Requirement
Pull every line with "potted" from the data.

■ ■ ■ ■

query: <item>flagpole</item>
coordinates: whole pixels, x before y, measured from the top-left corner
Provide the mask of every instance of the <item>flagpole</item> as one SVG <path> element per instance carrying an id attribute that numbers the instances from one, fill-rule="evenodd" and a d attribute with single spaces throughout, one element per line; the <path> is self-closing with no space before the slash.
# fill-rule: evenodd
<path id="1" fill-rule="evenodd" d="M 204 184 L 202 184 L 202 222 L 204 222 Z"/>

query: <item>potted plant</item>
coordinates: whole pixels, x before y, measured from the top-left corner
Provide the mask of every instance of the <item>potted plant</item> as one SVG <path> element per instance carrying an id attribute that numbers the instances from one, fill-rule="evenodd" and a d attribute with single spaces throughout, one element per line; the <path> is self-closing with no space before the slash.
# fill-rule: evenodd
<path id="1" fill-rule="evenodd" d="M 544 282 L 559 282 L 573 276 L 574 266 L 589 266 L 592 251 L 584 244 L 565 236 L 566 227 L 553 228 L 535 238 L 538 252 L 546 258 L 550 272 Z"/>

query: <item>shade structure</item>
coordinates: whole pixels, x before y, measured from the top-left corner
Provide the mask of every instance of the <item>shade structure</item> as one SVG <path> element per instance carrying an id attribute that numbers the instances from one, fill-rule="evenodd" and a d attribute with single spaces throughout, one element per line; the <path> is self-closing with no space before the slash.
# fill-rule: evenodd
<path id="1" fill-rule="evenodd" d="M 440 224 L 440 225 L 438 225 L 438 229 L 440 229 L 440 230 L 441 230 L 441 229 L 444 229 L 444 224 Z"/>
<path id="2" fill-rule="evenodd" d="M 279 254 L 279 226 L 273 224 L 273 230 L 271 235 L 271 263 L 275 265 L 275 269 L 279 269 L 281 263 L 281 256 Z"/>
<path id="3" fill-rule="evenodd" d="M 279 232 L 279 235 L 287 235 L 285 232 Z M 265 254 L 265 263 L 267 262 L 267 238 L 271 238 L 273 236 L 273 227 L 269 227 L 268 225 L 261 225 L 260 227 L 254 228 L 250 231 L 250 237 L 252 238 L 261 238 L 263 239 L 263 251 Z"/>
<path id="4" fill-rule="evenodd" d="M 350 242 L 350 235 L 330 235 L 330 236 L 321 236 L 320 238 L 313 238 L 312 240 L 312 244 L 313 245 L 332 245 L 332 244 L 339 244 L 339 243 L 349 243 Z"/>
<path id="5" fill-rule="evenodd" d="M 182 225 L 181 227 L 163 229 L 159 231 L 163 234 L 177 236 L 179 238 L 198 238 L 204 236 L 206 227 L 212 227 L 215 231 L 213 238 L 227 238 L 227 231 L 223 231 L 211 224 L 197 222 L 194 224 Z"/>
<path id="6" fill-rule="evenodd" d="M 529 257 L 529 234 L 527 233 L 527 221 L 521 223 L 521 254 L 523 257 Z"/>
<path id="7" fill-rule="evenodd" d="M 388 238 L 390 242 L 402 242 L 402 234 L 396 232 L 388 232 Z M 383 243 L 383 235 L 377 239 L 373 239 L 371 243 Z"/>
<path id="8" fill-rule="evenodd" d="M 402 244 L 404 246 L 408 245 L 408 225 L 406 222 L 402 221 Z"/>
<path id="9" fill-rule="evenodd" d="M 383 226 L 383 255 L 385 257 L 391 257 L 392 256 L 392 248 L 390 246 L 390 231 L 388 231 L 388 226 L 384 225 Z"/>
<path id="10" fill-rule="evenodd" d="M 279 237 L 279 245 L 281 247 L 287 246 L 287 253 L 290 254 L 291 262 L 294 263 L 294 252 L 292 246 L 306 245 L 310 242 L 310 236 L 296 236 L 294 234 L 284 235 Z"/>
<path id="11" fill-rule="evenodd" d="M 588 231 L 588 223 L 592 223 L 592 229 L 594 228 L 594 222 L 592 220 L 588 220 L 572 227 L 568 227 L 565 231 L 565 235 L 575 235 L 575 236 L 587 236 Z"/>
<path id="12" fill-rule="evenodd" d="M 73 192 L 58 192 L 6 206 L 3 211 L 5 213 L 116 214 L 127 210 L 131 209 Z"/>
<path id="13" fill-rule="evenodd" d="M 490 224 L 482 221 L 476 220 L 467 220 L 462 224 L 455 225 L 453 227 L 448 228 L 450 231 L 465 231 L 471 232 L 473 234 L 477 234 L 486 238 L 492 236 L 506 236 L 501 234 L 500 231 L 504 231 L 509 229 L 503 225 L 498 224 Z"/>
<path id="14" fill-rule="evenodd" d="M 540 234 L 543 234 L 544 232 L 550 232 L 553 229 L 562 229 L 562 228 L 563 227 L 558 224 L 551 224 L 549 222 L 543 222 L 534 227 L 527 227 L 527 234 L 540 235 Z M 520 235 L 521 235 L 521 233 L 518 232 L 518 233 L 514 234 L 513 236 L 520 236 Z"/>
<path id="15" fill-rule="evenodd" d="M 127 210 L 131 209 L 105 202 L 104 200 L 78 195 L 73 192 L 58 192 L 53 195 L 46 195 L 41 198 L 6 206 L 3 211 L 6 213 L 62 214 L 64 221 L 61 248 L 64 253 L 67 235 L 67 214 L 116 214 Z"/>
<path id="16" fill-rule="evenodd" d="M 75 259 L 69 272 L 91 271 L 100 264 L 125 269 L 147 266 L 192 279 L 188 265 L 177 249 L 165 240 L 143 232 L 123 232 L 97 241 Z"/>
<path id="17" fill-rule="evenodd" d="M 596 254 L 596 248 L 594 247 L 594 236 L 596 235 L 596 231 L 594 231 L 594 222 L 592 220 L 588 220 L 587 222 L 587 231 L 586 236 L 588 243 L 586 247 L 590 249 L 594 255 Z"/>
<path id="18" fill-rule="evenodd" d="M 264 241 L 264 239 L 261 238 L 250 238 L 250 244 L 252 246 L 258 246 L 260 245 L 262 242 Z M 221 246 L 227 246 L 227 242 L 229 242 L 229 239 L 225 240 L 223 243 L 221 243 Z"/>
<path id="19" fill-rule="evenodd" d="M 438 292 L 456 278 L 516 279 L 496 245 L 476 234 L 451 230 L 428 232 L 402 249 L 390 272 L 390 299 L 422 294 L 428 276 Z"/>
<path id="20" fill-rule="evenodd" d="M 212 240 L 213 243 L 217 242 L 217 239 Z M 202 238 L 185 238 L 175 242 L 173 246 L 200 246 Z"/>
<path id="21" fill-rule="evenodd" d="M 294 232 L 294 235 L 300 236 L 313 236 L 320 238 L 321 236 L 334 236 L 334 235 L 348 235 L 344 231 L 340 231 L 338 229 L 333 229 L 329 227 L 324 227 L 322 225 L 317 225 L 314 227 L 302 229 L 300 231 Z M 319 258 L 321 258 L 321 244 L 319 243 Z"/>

■ ■ ■ ■

Answer to the problem
query: <item>potted plant</item>
Provide the mask of every instance of the <item>potted plant</item> as one SVG <path> element per instance carrying an id attribute that numbers the instances from one, fill-rule="evenodd" and a d attribute with single spaces throughout, one element per line; the <path> is self-closing with no space before the slash.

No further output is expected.